#### ASSIGNMENT A
Quote the earnings call excerpt between "Okay. And then" and "in your restaurants?", inclusive.
#### ASSIGNMENT B
In the earnings call excerpt, what does the speaker say is squeezing the consumer?
#### ASSIGNMENT C
Continue the earnings call excerpt from where it stops.

Okay. And then lastly, Frank, like, if you look at the performance of your corporate restaurants and your franchise restaurants, you're almost back to pre-COVID levels in terms of revenues and EBITDA performance. So, I'm just wondering can you comment -- I'd be curious to hear about your sense of the consumer. On the one hand, the consumer is really being squeezed, as you know, by high food and fuel prices. So the consumer has less discretionary wallet. But on the other hand, like there's a lot of pent-up demand and the society is coming out of COVID. Everybody really wants to get back to restaurants. So, it kind of seems that there's 2 forces at play here. And I'm just wondering if you could talk a little bit about that and what's your feeling about the consumer as you see them in your restaurants?

#### EXCERPTED DATA
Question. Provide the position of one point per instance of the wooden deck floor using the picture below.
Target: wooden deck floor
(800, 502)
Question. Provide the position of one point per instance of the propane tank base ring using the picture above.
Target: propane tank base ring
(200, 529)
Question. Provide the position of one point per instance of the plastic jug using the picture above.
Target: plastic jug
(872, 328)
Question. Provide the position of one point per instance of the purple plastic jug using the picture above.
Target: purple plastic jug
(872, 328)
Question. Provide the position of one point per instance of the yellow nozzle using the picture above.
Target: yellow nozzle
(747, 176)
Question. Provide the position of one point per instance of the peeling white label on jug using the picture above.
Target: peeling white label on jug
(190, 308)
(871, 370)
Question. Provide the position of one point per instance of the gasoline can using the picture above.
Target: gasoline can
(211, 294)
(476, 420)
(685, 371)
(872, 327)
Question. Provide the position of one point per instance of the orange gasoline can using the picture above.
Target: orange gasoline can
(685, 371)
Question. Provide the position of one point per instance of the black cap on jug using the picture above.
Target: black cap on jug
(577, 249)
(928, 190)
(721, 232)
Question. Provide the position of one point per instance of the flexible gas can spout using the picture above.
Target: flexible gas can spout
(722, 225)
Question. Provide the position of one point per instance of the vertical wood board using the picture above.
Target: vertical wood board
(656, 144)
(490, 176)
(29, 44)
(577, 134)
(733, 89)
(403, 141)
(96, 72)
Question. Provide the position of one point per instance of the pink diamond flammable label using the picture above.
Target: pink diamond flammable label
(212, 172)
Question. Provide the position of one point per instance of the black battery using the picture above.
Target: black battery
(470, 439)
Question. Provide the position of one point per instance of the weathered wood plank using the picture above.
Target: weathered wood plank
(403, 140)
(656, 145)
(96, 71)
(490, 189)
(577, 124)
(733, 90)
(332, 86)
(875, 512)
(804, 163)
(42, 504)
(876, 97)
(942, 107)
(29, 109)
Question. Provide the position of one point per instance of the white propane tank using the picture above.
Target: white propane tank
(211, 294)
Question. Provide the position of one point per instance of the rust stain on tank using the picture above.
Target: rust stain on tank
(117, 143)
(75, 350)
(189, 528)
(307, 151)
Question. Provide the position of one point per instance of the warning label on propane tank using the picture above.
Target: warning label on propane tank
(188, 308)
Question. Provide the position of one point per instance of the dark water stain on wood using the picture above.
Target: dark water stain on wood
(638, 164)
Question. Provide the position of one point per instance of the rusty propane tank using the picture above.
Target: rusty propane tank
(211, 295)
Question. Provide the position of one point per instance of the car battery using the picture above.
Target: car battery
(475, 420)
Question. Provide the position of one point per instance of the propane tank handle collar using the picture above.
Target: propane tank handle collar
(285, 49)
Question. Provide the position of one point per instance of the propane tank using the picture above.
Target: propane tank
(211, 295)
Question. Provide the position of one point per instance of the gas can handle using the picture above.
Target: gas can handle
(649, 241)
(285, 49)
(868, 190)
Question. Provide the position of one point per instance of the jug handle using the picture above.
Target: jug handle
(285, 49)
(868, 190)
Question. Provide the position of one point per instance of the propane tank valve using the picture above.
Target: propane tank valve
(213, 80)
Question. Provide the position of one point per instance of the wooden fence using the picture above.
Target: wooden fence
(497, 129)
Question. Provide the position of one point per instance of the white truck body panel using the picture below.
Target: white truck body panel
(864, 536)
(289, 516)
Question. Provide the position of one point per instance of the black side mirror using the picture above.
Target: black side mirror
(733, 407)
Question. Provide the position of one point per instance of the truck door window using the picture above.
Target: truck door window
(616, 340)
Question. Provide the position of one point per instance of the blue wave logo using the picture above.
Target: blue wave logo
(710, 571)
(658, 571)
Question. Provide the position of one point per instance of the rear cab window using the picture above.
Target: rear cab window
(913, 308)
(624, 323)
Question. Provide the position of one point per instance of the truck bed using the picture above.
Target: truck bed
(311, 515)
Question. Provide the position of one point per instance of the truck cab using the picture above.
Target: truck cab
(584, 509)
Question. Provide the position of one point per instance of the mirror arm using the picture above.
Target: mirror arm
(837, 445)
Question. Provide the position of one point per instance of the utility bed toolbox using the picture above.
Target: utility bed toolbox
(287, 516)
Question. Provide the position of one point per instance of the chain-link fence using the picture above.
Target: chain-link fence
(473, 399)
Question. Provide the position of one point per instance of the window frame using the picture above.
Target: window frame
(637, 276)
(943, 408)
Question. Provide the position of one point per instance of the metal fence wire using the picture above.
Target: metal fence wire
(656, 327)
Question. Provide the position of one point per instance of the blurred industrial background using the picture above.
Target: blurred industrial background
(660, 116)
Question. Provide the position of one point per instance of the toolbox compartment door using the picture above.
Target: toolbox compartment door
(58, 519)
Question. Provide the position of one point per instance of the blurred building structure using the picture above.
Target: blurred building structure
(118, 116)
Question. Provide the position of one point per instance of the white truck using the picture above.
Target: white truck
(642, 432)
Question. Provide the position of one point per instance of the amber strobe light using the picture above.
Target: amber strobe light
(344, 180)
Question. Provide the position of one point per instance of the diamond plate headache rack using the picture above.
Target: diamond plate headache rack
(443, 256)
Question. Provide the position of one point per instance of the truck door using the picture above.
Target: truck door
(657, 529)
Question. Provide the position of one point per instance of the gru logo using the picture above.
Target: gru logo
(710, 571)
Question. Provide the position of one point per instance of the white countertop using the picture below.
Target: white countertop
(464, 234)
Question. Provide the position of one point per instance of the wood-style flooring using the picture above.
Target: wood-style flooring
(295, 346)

#### EXERCISE RESPONSE A
Okay. And then lastly, Frank, like, if you look at the performance of your corporate restaurants and your franchise restaurants, you're almost back to pre-COVID levels in terms of revenues and EBITDA performance. So, I'm just wondering can you comment -- I'd be curious to hear about your sense of the consumer. On the one hand, the consumer is really being squeezed, as you know, by high food and fuel prices. So the consumer has less discretionary wallet. But on the other hand, like there's a lot of pent-up demand and the society is coming out of COVID. Everybody really wants to get back to restaurants. So, it kind of seems that there's 2 forces at play here. And I'm just wondering if you could talk a little bit about that and what's your feeling about the consumer as you see them in your restaurants?

#### EXERCISE RESPONSE B
High food and fuel prices.

#### EXERCISE RESPONSE C
F
Frank Hennessey
executive

Well, I think to the point about the consumers getting squeezed, so we watch all of that, and that's why we're being very, very careful about how we're pricing. And again, to the point that our franchisees' profitability, and that's why we look at that franchise royalty rate, and we're very, very happy where that's placed. So, we are mindful of all the other pressures that are going on with the consumer. That being said, you're correct. I mean, our revenue is -- we're running -- from a sales point of view, we're running above '19 levels with one less significantly larger brand not in our portfolio. We have not -- we have said this in my prepared statement that we have continued to see strong demand as we progress through the summer.

So we have not really seen a falling off of demand. So we opened basically -- our restrictions came off beginning of February, and I know people have talked about, yes, there's a surge, people pent-up, and certainly, we believe that to be true, but it seems to be sustained. And we'd like to think, although we do not have good data for this, we'd like to think we're picking up share because people still feel that there's value in the experience in coming to our restaurants, but we don't have good data on that yet. But so far, we're very pleased with how sales performance has continued to progress through the summer.

P
Peter Sklar
analyst

And what about the -- you didn't mention that -- as I recall, you have a relatively large mix of [ patio ] restaurants. Do you think that's having an impact because people feel safer still being on patio versus indoor, and that kind of the society coming out of COVID is coinciding with summer weather?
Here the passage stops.